YOUR GOAL: Please render every line of the listing below as a numbered list, skipping any blank lines and leaving the pictures out.

(Image point annotation entries)
^^^^
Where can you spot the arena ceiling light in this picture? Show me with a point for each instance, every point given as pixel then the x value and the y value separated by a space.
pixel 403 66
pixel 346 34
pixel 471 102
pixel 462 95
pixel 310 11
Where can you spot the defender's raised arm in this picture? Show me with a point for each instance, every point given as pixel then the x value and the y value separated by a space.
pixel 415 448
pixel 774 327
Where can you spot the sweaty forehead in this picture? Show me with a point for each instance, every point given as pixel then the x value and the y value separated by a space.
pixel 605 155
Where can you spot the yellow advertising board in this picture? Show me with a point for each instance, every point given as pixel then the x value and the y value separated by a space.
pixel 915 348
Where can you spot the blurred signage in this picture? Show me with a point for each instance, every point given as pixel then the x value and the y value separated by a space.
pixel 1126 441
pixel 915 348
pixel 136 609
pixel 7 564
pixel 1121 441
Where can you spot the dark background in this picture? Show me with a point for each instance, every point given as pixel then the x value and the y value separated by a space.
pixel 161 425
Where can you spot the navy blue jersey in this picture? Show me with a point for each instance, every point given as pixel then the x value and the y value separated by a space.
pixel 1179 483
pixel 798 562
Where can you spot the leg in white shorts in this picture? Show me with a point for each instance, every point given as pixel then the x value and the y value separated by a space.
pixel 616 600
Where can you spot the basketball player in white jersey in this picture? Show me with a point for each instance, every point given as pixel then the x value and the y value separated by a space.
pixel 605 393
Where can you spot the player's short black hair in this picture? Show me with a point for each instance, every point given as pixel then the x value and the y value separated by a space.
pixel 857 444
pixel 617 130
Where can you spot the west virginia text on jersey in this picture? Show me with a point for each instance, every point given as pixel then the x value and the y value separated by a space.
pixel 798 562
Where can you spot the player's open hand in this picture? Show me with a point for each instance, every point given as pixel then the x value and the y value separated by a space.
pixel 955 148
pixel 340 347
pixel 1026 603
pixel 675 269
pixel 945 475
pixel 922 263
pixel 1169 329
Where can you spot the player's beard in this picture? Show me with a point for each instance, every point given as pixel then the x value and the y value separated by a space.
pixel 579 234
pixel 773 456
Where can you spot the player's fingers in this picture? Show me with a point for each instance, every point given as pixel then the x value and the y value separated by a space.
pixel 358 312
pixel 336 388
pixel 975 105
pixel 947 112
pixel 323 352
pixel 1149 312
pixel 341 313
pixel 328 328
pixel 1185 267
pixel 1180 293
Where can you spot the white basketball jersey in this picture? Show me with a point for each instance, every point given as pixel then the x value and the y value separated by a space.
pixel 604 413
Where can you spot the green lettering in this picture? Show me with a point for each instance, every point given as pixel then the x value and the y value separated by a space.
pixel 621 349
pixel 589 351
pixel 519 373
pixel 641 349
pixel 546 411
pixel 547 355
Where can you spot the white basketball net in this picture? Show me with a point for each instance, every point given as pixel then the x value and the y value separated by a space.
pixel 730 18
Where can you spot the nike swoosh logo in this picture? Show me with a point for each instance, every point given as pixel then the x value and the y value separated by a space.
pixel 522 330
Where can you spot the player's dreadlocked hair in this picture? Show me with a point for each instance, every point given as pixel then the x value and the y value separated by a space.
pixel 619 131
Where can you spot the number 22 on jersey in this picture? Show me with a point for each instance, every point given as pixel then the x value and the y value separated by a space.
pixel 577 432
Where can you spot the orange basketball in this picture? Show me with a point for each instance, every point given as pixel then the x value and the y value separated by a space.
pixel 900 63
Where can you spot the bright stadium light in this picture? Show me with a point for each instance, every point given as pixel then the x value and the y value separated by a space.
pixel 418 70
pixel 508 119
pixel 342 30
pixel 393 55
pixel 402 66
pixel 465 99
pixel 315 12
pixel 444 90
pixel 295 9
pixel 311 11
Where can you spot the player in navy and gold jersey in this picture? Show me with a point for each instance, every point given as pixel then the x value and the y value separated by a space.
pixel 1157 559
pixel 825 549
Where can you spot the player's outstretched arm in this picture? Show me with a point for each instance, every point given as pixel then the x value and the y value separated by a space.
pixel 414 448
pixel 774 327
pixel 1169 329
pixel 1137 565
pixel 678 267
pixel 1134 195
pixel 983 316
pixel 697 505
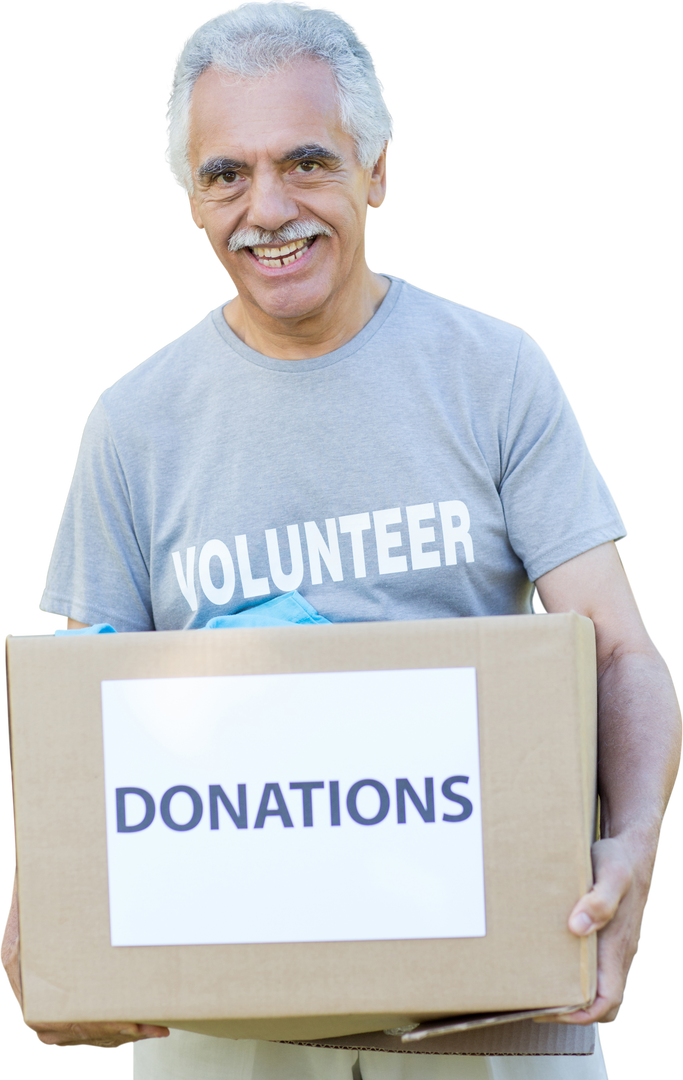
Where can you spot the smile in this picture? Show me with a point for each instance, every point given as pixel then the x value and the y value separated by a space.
pixel 275 258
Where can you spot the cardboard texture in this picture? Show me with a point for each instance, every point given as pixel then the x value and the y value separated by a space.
pixel 536 693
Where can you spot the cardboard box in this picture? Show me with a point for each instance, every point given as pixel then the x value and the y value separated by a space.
pixel 92 714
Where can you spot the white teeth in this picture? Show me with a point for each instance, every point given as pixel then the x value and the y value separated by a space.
pixel 278 253
pixel 281 256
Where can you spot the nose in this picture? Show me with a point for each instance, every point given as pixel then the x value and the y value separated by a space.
pixel 270 204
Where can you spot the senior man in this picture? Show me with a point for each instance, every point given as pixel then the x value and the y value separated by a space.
pixel 320 403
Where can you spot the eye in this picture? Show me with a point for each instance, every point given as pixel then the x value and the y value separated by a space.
pixel 226 175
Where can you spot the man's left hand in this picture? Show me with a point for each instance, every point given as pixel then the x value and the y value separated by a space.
pixel 615 907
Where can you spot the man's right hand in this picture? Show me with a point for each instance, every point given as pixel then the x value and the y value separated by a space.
pixel 97 1036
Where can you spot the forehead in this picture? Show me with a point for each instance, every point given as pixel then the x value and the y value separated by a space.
pixel 265 116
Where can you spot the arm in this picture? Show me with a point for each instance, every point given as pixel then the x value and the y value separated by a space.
pixel 639 764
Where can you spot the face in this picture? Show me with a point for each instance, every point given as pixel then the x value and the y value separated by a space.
pixel 273 169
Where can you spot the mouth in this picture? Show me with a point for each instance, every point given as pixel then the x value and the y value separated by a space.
pixel 279 258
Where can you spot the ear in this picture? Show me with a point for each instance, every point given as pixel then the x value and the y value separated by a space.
pixel 378 188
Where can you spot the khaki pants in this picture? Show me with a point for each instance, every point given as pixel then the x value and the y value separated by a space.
pixel 184 1055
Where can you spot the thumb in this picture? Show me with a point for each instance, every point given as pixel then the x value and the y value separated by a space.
pixel 597 907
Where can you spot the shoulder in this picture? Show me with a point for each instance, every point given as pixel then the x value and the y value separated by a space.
pixel 449 313
pixel 161 375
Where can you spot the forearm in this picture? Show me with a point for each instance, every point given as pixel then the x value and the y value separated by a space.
pixel 639 747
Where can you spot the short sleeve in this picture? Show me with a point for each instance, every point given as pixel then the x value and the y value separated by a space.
pixel 557 501
pixel 96 571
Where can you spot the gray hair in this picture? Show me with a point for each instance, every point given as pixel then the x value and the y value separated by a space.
pixel 259 37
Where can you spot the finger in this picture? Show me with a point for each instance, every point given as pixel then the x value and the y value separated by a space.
pixel 599 906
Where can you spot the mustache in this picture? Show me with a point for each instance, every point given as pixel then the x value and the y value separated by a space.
pixel 289 232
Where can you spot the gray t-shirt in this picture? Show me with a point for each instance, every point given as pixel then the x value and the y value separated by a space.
pixel 432 467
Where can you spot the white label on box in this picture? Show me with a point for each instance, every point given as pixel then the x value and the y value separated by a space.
pixel 336 806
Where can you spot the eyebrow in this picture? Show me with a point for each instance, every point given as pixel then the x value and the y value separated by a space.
pixel 216 165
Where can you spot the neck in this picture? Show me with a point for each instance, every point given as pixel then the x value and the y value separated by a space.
pixel 315 334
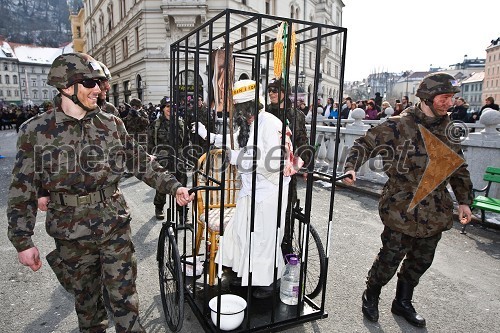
^^^^
SOLVED EXERCISE:
1. Where can you spot the arena ceiling light in this picture? Show me with a point for each instance, every point given as pixel then the x value and the y value separated by a space.
2. pixel 403 66
3. pixel 346 34
4. pixel 471 102
5. pixel 462 95
6. pixel 310 11
7. Where can you spot the defender's raised arm in this picture? Show me with a point for each instance, every point given as pixel then the x value and the y value separated by a space.
8. pixel 415 448
9. pixel 774 327
10. Where can you spot the sweaty forehead in this picture? Show me with a point for each instance, every point given as pixel then the x value and the y value separated by a space.
11. pixel 605 155
12. Where can you spot the yellow advertising board in this picture? Show me with a point for each instance, every point given as pixel then the x value and the y value separated by a space.
13. pixel 915 348
14. Where can you spot the blurred signage in this picture? Show me with a point for each instance, every point given as pixel then the x value and the y value separated by a space.
15. pixel 1126 441
16. pixel 915 348
17. pixel 136 609
18. pixel 7 564
19. pixel 1121 441
20. Where can you spot the dark background in this picture? Show me with a point for each instance, every point given as pixel then the x value and the y value separated by a space.
21. pixel 161 425
22. Where can you spot the navy blue jersey in this picture? Show me with a point for each instance, every point given as pixel then the x value and the y value separated by a space.
23. pixel 1179 483
24. pixel 798 562
25. Where can you spot the leg in white shorts in this picture? Show me with a point for each instance, every point given as pixel then the x value and the y value separated by a space.
26. pixel 616 600
27. Where can you spot the basketball player in white jersey in this picture? Show me with a point for each instance, every point given as pixel then the x value and the y value separated by a space.
28. pixel 605 393
29. Where can you spot the player's short black hair in this picture? Show me with a point for each instance, every point given as pixel then the x value and the y value separated by a space.
30. pixel 857 444
31. pixel 617 130
32. Where can you spot the west virginia text on jersey in this picture? Show me with a point for each instance, every point given as pixel then the x value and the y value separated by a space.
33. pixel 798 562
34. Where can you spot the player's open hand in this picture? Show me with a point for each instance, every point given as pixel then the x value and the y value separated by a space.
35. pixel 955 148
36. pixel 340 347
37. pixel 1026 603
38. pixel 675 269
39. pixel 945 475
40. pixel 922 263
41. pixel 1169 329
42. Where can you spot the player's beard in this picture? Show me with a point for each instance, every point given as pixel then the x value and the y value separated by a space.
43. pixel 579 234
44. pixel 773 456
45. Where can you spot the player's fingers in this picture? Show me with a point for each instance, every point given as pixel then the x value and the y value separated by a space.
46. pixel 358 312
47. pixel 336 388
48. pixel 975 105
49. pixel 947 112
50. pixel 323 352
51. pixel 1149 312
52. pixel 341 313
53. pixel 328 328
54. pixel 1185 267
55. pixel 1180 293
56. Where can you spot the white basketball jersey in this picture? Show me with a point for each instance, every point given as pixel then the x value and the y value separated by a space.
57. pixel 604 413
58. Where can you spot the green lettering in this picture? Show me with a point for each instance, every point given as pixel then the x value and the y value separated by a space.
59. pixel 621 349
60. pixel 589 351
61. pixel 519 373
62. pixel 641 349
63. pixel 546 411
64. pixel 547 355
65. Where can you spot the white basketball net in this picture? Show me with a point for each instance, every point given as pixel then the x value and the y value separated by a space.
66. pixel 730 18
67. Where can you spot the nike swoosh logo in this picture? Show me with a point for each instance, every point given as pixel then the x value and the y value separated by a space.
68. pixel 522 330
69. Where can you spot the player's dreadlocked hair in this picture? Show me with a point for each instance, every point given as pixel then the x value and the y value separated by a space.
70. pixel 619 131
71. Where can you spot the number 22 on jersey in this picture? Show me with a point for each instance, every point given as pixel then the x value and the y value separated by a space.
72. pixel 577 432
73. Where can you spot the orange basketball in this picture? Show me with a point for each instance, every point given as pixel then the x value and the y value separated by a space.
74. pixel 900 63
75. Where can you spot the bright stadium light in this picture? Show me with a point for each instance, every point given as pixel then the x value and the y value separated by a space.
76. pixel 418 70
77. pixel 508 119
78. pixel 342 30
79. pixel 393 55
80. pixel 402 66
81. pixel 465 99
82. pixel 315 12
83. pixel 444 90
84. pixel 295 9
85. pixel 311 11
86. Where can you spot the player in navy and gold jersey in this picture? Show me with a point for each instance, every point given as pixel then the x value and the y value separated by a space.
87. pixel 1157 559
88. pixel 825 549
89. Where can you spot the player's outstretched arm in this picture? Show me with a point for each instance, every point given as pixel then the x value and the y value separated by a space.
90. pixel 414 448
91. pixel 774 327
92. pixel 1169 329
93. pixel 1137 565
94. pixel 678 267
95. pixel 1134 195
96. pixel 983 316
97. pixel 697 505
98. Where can you spot the smile in this picture? Show me with a point for each instance, every point given as pixel then the x value and the y value separated by a space.
99. pixel 275 258
100. Where can you spot the cardboard texture in this picture? Show me with a point for each instance, every point given as pixel then the x value and the y value separated by a space.
101. pixel 536 693
102. Where can you spot the cardboard box in this picture? Show me with a point for each instance, every point given as pixel then the x value and the y value separated by a space.
103. pixel 92 714
104. Where can you spot the white teeth in this picture? Show me with a point for each instance, every point given as pixel then the x value and the y value separated by a space.
105. pixel 278 253
106. pixel 281 256
107. Where can you spot the nose in this picture? Show me with a point for each instance, every point given as pixel then the x value and the y value separated by a space.
108. pixel 270 204
109. Where can you spot the senior man in this picture? Show me with a point for each instance, every point given as pixel then the x value and the y value separated by a space.
110. pixel 320 403
111. Where can you spot the eye in this picture? Show me with a point for each instance, every point given as pixel then the x value and the y value separated by a space.
112. pixel 226 175
113. Where can you spot the man's left hand in this picture? Show me with a point for each instance, every point given as pixel then the x value and the y value separated by a space.
114. pixel 615 907
115. Where can you spot the man's right hand in this picture? Show me with a point for each instance, every point given as pixel then the x value and the y value separated by a space.
116. pixel 97 1036
117. Where can you spot the forehead in this picture? Show me with a point for each instance, every point given as pixel then the x value and the y value separated by a space.
118. pixel 265 116
119. Where can you spot the arm in this picture? Show me with a point for each instance, every point given as pixel then the x value and the y value separated by a space.
120. pixel 639 764
121. Where can you spot the face in this picture? Show me with a point for each instance, every point given as pixel then the x value and the y value separated by a space.
122. pixel 273 169
123. Where can you spot the mouth in this picture? Show me with a point for each instance, every point given as pixel then the x value and the y value separated by a space.
124. pixel 279 258
125. Where can you spot the ear in this picture? Show me with a point for each instance, every point given as pixel then the x value and the y value separated by a space.
126. pixel 378 188
127. Where can you spot the khaki pants in this picture? Show me with a point for each instance, every point given as pixel then the x value and the y value separated by a space.
128. pixel 184 1055
129. Where can you spot the thumb in this picture? Show me with a point for each instance, every point given as pixel then the x value and the y value separated by a space.
130. pixel 597 907
131. Where can you spot the shoulder in this picture? Show me with a point for each instance, every point given as pixel then the x value and the y value separated by a space.
132. pixel 449 313
133. pixel 161 375
134. Where can you spot the forearm in this picture? Show me with a point for each instance, every point given as pixel then the x value and the y value separated by a space.
135. pixel 639 747
136. Where can you spot the short sleeve in this picture? Show me with a point for each instance, every point given as pixel then the x value and the y value separated by a space.
137. pixel 557 501
138. pixel 96 571
139. Where can you spot the gray hair in this picture? Show me with a point for each instance, every point given as pixel then the x value and the y value separated by a space.
140. pixel 259 37
141. Where can you spot the finger in this picture? Show me with a point for each instance, every point given as pixel then the x value and the y value separated by a space.
142. pixel 599 906
143. Where can you spot the mustache in this picture? Show me with a point for each instance, every point given as pixel then the x value and the y value separated by a space.
144. pixel 289 232
145. Where can you spot the gray t-shirt in this picture? Show me with a point for each instance, every point given as pixel then the x value and the y value separated by a space.
146. pixel 432 467
147. Where can you spot the white label on box in this picture? Show me with a point for each instance, every point given as pixel then the x value and the y value separated by a space.
148. pixel 336 806
149. Where can you spot the eyebrow in this picture? Show me with a point for each instance, every point given as pixel then the x value and the y value separated by a space.
150. pixel 216 165
151. Where can you spot the neck in this picture? Show me with a point for each instance, every point given as pixel then the x value and the y value separated by a space.
152. pixel 315 334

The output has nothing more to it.